SET TASK
Copy the entries below word for word, from the line containing "In the photo above, where can the white marble" through the end of the entries. Leave the pictures out.
+-------+
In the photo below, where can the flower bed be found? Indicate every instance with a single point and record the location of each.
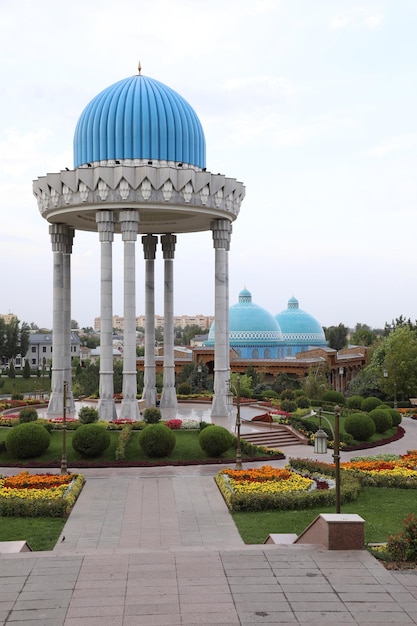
(273, 488)
(399, 472)
(39, 495)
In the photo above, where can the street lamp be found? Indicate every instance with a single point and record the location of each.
(320, 446)
(236, 391)
(386, 375)
(64, 467)
(341, 372)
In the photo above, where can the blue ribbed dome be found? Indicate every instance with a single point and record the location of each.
(139, 118)
(300, 328)
(253, 331)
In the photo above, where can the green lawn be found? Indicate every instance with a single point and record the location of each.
(187, 449)
(41, 533)
(383, 510)
(330, 416)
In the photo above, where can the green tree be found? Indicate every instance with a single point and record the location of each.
(366, 382)
(399, 322)
(397, 359)
(26, 369)
(363, 335)
(315, 383)
(336, 336)
(87, 381)
(255, 377)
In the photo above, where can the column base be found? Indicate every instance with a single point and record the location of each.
(168, 398)
(107, 409)
(150, 395)
(219, 407)
(130, 410)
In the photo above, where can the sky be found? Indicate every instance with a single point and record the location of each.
(312, 104)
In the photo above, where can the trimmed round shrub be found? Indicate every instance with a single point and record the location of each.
(157, 440)
(215, 440)
(396, 417)
(270, 393)
(26, 441)
(360, 426)
(152, 415)
(88, 415)
(382, 419)
(333, 396)
(28, 414)
(303, 402)
(354, 402)
(289, 406)
(185, 389)
(91, 440)
(369, 404)
(46, 424)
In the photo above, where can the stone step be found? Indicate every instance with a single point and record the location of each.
(272, 439)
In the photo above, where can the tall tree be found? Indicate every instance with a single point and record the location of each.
(397, 361)
(336, 336)
(363, 335)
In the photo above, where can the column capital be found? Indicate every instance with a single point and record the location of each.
(129, 221)
(62, 237)
(105, 225)
(222, 231)
(168, 242)
(149, 247)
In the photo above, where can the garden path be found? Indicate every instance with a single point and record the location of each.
(156, 546)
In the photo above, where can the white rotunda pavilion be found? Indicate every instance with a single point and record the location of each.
(139, 169)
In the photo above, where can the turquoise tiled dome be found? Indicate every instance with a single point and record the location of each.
(139, 118)
(253, 331)
(300, 330)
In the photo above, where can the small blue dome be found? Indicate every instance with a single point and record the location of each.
(139, 118)
(253, 331)
(300, 330)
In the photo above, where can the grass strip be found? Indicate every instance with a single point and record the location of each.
(383, 510)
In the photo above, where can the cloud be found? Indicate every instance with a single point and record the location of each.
(393, 144)
(358, 18)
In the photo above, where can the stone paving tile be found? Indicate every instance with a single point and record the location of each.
(377, 618)
(91, 621)
(325, 617)
(36, 615)
(150, 620)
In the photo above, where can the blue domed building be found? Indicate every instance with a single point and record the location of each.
(253, 332)
(300, 330)
(139, 169)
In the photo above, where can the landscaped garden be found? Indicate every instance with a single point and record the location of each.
(270, 500)
(34, 507)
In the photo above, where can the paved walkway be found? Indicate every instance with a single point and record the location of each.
(157, 546)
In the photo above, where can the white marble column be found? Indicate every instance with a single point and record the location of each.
(169, 396)
(106, 405)
(61, 238)
(221, 230)
(67, 318)
(149, 380)
(129, 220)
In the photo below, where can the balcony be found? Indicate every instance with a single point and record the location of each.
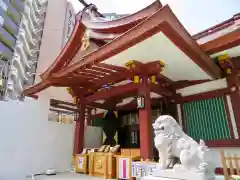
+-------+
COMPLETE RESPONSE
In the photo above, where can the white marble column be found? Indicate every instance with a single point and record the location of each.
(169, 396)
(106, 405)
(61, 238)
(221, 230)
(67, 318)
(149, 380)
(129, 220)
In the photo below, where can the balcony be found? Indicate every instance with a single point and record the location of each.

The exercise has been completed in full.